--- Begin Passage to read ---
On my machine, this will eventually get stuck forever in the test. 

n.b. - if you find the test failing for this reason - http://rubyci.s3.amazonaws.com/freebsd13/ruby-master/log/20230517T003001Z.fail.html.gz - that's a _different_ issue, in Ruby itself, that I am trying to fix - that's how I discovered this deadlock thing...

---

I've attached a pair of backtraces I got from attaching gdb to the process. I don't really know where to go from here to debug the issue though; I can't seem to make it happen in a similar C program, and by inspection I can't really see why there's a deadlock at all. I can't work out why the forking thread would hold any jemalloc locks, and I _really_ can't see why the new thread would hold any rtld locks.

Any thoughts? Thanks!
Comment 1 Konstantin Belousov freebsd_committer freebsd_triage 2023-05-18 17:44:25 UTC
Yes, this is indeed a bug in jemalloc.  It seems that the problem is that
malloc_mutex_prefork() from jemalloc/src/mutex.c does not lock _all_ jemalloc
mutexes, in particular, the extent mtx.

OTOH, note that after fork(), in multi-threaded process child, only async-signal
safe functions are guaranteed to work.
Comment 2 KJ Tsanaktsidis 2023-05-19 00:40:21 UTC
Thanks for your quick eyes.

>  It seems that the problem is that
malloc_mutex_prefork() from jemalloc/src/mutex.c does not lock _all_ jemalloc
mutexes, in particular, the extent mtx.

I guess I could try patching this and see if it makes the deadlocks on my machine go away. I'll give it a go over the weekend and report back!

> OTOH, note that after fork(), in multi-threaded process child, only async-signal
safe functions are guaranteed to work.

Yeah.... this is unfortunately very common in the Ruby world though, because of a combination of two things:

* Gems (especially gems by monitoring providers like Datadog, Sentry, NewRelic, etc) that maintain background threads (to e.g. report metrics & exceptions asynchronously to some central service)
* Pre-forking webservers (like Unicorn) are frequently used to get good use of multi-core machines (since only one Ruby thread can run Ruby code at a time). These webservers often load all of an applications gems, and _then_ fork workers, to get good use of shared copy-on-write pages.

Most gems that maintain background threads install after_fork hooks to restart them when they're used inside preforking webservers.

The documentation for fork(2) does say:

> The FreeBSD implementation of fork() provides a usable malloc(3), and rtld(1) services in the child process.
--- End Passage to read ---
--- Begin Entries ---
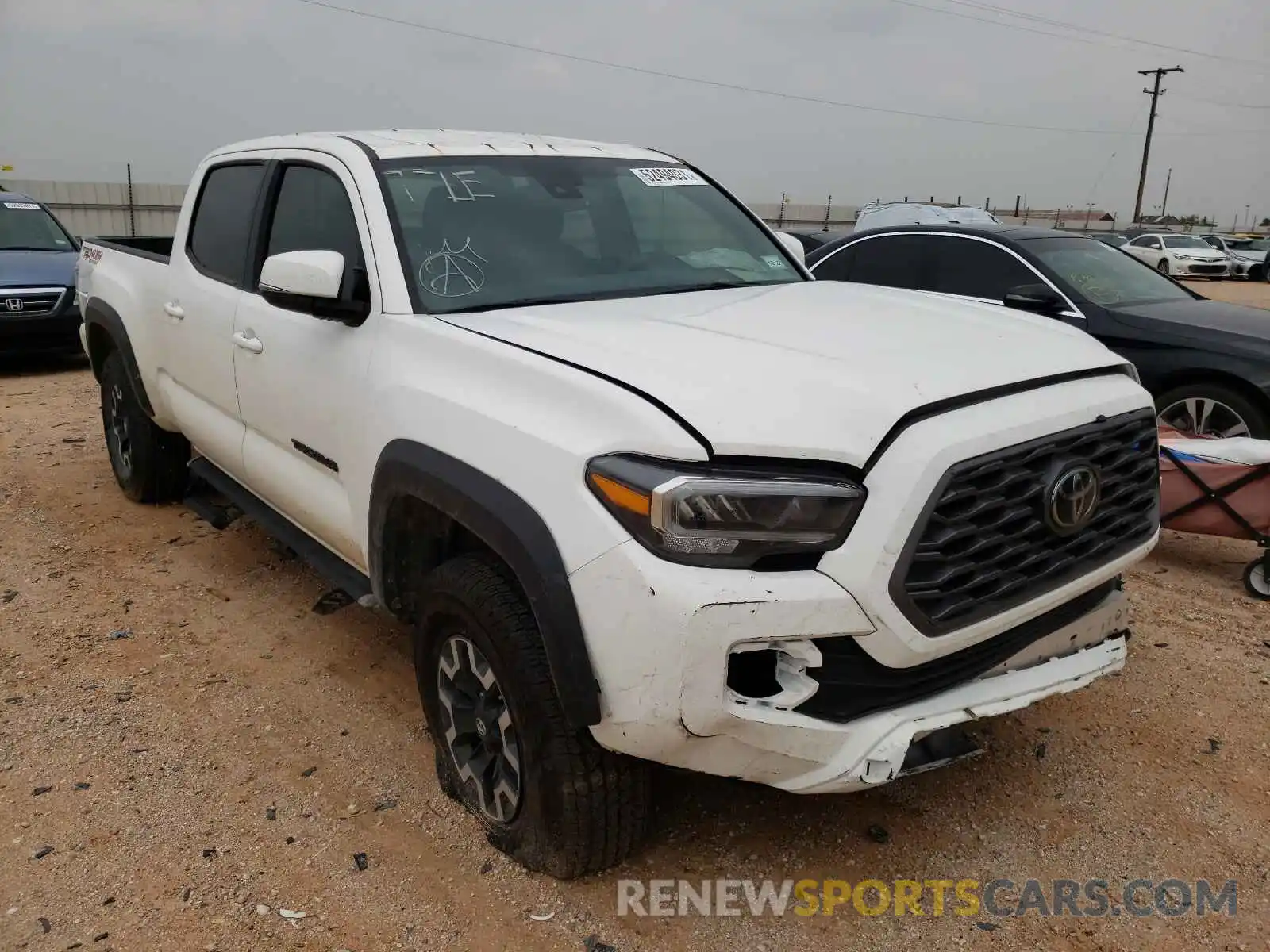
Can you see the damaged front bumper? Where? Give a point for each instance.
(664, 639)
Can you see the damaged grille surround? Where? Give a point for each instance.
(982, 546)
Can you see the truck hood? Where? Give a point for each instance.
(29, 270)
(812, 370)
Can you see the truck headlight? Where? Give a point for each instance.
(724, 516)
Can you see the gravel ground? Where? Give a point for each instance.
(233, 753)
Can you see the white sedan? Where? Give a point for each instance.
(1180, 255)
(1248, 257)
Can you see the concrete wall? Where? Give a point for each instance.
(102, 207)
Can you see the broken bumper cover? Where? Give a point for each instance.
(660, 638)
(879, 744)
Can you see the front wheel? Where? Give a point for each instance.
--- End Entries ---
▸ **Tasks and exercises**
1) Retype the stretch of the bug discussion from "I've attached a" through "Any thoughts? Thanks!".
2) Decide whether each statement agrees with the bug discussion, answering yes or no and quoting the words that settle it: (a) Konstantin Belousov identifies the problem as a bug in jemalloc. (b) The reporter was able to reproduce the deadlock in a similar C program. (c) Pre-forking webservers typically load an application's gems before forking workers.
3) Answer these questions from the bug discussion:
(a) What tool was attached to the process to obtain the backtraces?
(b) Which mutex is named as one that malloc_mutex_prefork() fails to lock?
(c) When does the reporter intend to try patching the problem?
Rely solely on the bug discussion when responding.

▸ **Results of the tasks**
1)
I've attached a pair of backtraces I got from attaching gdb to the process. I don't really know where to go from here to debug the issue though; I can't seem to make it happen in a similar C program, and by inspection I can't really see why there's a deadlock at all. I can't work out why the forking thread would hold any jemalloc locks, and I _really_ can't see why the new thread would hold any rtld locks.

Any thoughts? Thanks!

2)
(a) Yes: "Yes, this is indeed a bug in jemalloc."
(b) No: "I can't seem to make it happen in a similar C program"
(c) Yes: "These webservers often load all of an applications gems, and _then_ fork workers"

3)
(a) gdb
(b) The extent mtx
(c) Over the weekend